RECORDS SUPPLIED =

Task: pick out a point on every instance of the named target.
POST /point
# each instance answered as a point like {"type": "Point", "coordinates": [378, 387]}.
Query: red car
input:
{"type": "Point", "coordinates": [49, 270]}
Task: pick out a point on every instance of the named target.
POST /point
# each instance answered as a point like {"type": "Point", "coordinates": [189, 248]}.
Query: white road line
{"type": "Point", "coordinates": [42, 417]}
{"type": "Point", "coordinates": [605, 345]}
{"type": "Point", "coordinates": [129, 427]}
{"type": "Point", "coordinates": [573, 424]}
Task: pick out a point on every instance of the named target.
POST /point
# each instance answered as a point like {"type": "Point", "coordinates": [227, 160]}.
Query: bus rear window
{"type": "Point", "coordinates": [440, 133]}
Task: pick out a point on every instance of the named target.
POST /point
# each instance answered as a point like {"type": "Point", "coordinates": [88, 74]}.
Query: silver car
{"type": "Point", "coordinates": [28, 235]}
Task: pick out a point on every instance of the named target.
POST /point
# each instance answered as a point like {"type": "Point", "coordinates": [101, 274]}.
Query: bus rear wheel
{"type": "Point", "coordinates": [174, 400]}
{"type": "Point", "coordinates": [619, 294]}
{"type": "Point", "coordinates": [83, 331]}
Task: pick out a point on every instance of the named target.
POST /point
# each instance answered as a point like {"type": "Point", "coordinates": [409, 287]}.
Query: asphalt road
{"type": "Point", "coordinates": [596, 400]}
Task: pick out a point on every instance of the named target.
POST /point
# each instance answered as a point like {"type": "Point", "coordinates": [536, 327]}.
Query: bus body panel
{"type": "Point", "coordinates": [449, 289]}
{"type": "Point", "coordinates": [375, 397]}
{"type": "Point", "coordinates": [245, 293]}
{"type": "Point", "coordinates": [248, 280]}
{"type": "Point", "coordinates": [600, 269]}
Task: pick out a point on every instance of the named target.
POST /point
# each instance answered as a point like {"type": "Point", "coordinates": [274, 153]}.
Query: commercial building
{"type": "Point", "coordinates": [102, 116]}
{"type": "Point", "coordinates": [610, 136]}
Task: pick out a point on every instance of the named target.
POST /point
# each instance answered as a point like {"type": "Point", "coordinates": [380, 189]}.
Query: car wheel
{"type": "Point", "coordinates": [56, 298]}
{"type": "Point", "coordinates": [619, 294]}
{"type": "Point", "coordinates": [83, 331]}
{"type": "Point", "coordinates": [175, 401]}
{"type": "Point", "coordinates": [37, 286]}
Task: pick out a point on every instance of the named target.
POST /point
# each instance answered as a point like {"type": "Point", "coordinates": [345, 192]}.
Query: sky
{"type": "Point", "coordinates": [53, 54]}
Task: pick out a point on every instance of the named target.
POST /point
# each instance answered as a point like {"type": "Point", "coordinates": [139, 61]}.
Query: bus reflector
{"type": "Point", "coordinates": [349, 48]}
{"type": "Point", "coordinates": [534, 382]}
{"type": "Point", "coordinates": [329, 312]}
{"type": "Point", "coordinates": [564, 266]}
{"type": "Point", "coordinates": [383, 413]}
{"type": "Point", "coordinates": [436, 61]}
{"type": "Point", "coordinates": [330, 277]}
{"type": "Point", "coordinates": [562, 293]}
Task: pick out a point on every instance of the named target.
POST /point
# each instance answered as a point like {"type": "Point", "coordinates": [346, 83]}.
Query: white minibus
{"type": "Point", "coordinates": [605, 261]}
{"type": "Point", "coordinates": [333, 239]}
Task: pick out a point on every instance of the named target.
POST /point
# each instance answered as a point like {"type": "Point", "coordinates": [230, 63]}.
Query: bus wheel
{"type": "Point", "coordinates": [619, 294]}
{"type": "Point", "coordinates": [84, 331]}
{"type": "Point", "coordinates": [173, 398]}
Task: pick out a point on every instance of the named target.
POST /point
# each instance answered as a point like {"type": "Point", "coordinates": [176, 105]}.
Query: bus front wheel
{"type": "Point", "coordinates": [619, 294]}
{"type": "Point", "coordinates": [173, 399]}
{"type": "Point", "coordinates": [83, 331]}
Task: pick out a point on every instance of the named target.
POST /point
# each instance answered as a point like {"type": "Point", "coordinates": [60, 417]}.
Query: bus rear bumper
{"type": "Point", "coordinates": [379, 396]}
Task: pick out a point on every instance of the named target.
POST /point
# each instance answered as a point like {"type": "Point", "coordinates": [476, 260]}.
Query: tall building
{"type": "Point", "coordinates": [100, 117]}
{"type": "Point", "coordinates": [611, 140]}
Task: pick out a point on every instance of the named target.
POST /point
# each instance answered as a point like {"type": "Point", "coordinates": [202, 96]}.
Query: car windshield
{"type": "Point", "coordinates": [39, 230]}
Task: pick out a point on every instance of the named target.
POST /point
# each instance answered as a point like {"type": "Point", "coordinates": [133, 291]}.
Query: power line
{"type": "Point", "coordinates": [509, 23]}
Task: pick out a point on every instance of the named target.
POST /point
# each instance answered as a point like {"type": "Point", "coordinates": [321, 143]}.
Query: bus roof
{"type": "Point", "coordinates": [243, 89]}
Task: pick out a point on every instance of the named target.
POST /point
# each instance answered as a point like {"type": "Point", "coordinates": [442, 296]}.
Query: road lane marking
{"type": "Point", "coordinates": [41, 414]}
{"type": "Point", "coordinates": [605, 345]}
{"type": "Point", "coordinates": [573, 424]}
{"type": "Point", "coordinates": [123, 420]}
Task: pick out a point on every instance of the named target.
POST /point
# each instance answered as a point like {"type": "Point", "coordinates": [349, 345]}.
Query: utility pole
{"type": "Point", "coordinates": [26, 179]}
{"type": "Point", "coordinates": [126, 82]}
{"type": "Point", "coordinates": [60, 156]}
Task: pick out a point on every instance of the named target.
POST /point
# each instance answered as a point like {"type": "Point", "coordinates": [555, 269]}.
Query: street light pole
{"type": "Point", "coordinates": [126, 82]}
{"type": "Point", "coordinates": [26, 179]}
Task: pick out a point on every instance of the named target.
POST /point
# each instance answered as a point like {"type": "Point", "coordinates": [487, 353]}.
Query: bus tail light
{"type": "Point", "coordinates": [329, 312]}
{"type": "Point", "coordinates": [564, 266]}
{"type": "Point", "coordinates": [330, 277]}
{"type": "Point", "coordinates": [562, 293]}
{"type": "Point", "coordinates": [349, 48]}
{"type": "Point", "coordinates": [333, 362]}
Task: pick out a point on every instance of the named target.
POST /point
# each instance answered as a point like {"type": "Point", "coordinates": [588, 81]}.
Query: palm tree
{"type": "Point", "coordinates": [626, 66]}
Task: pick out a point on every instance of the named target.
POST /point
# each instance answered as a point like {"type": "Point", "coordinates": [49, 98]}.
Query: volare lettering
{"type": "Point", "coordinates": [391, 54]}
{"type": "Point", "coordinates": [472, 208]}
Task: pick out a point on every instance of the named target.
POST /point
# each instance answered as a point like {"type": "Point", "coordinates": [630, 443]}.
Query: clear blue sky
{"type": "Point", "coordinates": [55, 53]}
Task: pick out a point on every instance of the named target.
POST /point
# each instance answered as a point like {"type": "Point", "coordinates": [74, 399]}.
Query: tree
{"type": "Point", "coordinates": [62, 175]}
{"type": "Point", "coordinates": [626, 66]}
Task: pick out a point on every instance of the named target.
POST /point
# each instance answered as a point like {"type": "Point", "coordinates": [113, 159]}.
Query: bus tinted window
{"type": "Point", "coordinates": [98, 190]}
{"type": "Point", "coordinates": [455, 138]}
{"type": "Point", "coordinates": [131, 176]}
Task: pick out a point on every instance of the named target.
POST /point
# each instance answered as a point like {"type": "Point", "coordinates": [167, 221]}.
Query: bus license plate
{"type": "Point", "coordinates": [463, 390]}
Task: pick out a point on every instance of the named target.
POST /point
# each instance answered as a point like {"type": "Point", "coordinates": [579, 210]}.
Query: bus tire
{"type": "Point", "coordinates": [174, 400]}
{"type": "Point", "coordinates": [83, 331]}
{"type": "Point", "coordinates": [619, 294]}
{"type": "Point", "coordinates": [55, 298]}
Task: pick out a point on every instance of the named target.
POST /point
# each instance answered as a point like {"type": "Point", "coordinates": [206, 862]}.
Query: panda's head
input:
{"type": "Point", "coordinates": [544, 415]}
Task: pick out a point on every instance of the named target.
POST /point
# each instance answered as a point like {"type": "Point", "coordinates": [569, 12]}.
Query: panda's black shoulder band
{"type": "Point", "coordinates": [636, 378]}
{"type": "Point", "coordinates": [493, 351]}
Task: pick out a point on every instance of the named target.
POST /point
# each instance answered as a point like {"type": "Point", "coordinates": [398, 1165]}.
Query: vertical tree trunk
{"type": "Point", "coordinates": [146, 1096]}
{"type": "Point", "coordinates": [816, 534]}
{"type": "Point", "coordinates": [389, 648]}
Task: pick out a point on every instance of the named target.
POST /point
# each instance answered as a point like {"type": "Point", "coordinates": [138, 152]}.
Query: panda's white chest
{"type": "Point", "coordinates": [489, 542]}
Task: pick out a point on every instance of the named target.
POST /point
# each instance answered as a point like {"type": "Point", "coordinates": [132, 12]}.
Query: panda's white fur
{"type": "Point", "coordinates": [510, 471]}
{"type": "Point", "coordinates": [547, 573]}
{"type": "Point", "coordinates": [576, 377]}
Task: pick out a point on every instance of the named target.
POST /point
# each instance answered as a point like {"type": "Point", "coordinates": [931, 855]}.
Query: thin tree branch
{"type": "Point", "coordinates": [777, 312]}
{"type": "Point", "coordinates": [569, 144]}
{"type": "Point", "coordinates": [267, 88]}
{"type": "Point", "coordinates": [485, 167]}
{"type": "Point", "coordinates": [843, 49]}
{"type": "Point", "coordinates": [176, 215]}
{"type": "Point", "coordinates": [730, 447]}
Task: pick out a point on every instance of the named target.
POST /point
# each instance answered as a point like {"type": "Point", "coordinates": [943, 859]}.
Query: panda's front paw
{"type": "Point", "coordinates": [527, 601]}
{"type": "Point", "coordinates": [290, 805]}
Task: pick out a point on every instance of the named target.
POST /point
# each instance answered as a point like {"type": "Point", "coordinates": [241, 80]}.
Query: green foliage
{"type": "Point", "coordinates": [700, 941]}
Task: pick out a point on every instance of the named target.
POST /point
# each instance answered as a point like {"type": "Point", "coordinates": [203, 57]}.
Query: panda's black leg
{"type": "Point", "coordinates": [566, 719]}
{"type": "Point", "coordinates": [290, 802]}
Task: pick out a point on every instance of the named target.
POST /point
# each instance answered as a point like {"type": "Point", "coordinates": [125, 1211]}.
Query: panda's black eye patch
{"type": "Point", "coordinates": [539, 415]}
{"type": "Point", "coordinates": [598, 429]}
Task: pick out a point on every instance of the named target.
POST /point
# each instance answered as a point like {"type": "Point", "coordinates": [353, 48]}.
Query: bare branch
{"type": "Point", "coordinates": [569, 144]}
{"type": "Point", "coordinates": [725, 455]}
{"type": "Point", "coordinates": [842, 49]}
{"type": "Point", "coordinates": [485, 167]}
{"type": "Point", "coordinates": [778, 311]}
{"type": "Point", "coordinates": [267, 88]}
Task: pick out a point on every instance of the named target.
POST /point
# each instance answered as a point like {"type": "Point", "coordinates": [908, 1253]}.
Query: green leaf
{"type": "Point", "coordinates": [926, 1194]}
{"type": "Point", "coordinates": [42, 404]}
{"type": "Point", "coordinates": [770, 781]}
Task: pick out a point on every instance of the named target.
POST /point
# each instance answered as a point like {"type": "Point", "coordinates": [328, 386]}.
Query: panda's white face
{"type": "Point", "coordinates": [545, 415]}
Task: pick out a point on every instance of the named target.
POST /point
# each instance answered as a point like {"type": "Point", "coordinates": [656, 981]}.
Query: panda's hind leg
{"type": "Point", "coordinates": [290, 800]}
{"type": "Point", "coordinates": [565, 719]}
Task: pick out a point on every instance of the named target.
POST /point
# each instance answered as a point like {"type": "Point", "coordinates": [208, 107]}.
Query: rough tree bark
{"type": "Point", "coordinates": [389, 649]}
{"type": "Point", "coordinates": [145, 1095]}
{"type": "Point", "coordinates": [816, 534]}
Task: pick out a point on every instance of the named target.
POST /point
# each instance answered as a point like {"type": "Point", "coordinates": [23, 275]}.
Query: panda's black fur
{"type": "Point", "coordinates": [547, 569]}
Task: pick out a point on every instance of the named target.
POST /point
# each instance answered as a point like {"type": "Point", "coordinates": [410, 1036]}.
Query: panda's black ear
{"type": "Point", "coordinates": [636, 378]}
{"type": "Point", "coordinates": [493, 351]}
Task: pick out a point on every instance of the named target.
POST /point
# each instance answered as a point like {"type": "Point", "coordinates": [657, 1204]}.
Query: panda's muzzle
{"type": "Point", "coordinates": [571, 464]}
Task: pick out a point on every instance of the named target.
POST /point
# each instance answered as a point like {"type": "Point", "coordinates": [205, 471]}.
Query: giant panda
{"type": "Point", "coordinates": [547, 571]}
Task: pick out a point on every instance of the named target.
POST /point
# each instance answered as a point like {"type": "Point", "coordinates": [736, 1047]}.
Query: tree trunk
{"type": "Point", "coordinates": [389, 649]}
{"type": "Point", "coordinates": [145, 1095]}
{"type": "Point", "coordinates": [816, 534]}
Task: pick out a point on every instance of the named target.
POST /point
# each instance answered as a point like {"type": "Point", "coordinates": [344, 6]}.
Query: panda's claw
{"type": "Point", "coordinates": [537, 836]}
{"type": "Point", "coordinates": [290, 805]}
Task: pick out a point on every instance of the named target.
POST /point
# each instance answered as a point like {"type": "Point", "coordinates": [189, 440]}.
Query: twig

TASK OBJECTIVE = Count the lines in the items above that contain the string "white", treating uppercase and lowercase as different, and give only the number.

ANSWER FOR THE TASK = 5